▸ **Stated problem**
Exactly the lines from the one containing "target | wooden door trim" through the final line of the listing are to be retyped, and nothing more.
━━ Records to process
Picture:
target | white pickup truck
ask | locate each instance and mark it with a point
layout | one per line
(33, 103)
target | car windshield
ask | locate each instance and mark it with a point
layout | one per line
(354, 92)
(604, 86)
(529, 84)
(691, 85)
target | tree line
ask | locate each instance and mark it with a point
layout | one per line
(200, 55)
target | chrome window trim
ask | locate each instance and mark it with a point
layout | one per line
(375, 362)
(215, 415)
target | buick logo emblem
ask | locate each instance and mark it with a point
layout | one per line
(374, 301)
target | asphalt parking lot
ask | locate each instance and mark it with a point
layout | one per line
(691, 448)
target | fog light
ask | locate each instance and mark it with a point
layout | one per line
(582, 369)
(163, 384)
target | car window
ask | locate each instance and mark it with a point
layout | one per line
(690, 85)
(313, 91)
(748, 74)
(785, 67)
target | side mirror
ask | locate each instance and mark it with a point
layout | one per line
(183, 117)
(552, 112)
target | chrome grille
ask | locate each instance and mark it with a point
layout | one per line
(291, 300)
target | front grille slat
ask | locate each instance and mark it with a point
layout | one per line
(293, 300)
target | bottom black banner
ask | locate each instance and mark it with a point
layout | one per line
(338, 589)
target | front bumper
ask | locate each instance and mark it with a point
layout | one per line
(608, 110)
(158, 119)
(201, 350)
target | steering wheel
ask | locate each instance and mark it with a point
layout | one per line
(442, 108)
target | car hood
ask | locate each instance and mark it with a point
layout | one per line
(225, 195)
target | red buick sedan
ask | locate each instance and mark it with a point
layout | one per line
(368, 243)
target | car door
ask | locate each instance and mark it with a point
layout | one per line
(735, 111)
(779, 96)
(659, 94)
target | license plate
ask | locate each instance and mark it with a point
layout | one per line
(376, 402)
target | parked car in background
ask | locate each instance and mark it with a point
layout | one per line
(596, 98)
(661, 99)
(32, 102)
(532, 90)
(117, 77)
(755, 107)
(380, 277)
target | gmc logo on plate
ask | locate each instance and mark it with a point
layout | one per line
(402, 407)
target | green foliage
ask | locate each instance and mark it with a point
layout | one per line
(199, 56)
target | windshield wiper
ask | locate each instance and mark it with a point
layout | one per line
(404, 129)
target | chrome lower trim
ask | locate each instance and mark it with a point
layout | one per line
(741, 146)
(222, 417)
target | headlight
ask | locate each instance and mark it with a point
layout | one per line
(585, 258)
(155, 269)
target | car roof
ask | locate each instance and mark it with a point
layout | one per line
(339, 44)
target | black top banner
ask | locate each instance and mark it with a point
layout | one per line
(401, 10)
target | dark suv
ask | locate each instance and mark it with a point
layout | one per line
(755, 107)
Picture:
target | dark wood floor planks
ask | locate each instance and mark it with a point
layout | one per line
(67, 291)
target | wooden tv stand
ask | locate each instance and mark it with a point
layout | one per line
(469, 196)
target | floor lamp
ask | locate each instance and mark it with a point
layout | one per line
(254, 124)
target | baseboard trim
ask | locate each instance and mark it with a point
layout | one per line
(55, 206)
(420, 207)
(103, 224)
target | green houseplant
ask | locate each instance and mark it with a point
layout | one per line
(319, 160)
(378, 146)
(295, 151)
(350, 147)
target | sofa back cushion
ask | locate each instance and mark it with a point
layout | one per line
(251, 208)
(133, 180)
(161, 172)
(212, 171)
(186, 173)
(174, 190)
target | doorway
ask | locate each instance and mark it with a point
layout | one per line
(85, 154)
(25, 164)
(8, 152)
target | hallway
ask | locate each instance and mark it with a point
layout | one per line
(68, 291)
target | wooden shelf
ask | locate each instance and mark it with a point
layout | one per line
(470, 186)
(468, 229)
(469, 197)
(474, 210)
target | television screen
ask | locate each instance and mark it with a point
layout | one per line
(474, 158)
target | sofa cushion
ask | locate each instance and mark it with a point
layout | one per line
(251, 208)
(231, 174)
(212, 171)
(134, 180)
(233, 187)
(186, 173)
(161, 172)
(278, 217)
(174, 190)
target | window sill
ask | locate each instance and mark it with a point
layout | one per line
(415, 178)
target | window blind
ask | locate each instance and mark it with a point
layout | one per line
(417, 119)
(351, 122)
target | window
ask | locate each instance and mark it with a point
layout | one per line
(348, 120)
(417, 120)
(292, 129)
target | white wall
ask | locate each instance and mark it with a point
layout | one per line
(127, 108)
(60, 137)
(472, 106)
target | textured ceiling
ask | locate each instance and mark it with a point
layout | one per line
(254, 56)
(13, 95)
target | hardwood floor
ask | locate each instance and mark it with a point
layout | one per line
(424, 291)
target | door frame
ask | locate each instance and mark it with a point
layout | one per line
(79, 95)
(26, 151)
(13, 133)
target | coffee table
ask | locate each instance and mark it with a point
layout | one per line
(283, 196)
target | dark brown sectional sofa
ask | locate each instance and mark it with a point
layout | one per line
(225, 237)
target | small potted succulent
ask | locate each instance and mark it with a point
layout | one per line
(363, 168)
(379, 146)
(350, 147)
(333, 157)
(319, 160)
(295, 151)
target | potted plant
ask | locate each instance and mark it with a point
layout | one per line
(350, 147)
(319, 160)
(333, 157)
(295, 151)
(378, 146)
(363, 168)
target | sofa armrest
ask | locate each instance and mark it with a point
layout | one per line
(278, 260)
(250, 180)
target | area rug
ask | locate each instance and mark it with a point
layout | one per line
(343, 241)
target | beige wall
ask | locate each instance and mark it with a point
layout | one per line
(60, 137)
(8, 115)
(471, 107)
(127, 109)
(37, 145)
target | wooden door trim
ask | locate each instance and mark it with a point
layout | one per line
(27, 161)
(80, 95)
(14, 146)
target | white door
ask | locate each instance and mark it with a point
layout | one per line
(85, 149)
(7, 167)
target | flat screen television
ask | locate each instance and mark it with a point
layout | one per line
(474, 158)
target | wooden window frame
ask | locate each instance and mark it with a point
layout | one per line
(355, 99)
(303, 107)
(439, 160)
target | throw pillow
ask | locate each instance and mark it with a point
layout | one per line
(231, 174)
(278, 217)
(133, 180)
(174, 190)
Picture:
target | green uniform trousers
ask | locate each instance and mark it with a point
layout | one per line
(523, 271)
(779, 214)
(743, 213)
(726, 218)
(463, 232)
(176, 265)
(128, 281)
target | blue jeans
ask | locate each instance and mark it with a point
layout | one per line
━━━━
▸ **Reply**
target | wooden door trim
ask | locate each instance and mark it with a point
layout | one per line
(27, 161)
(80, 95)
(14, 146)
target | white door
ask | locate each instance and mark it with a point
layout | one per line
(85, 149)
(7, 167)
target | flat screen television
ask | locate each instance and mark it with a point
layout | one per line
(474, 158)
target | wooden window frame
ask | locate each instance and mark it with a point
layout | one per line
(355, 99)
(303, 107)
(439, 160)
target | throw pillow
ask | locate each instance and mark it with a point
layout | one per line
(231, 174)
(278, 217)
(133, 180)
(174, 190)
Picture:
target | green uniform trousers
ask | locate each instance and mark it with a point
layout | one per line
(523, 271)
(779, 214)
(743, 213)
(726, 218)
(463, 232)
(176, 265)
(128, 281)
target | blue jeans
ask | locate each instance and mark it with a point
layout | one per line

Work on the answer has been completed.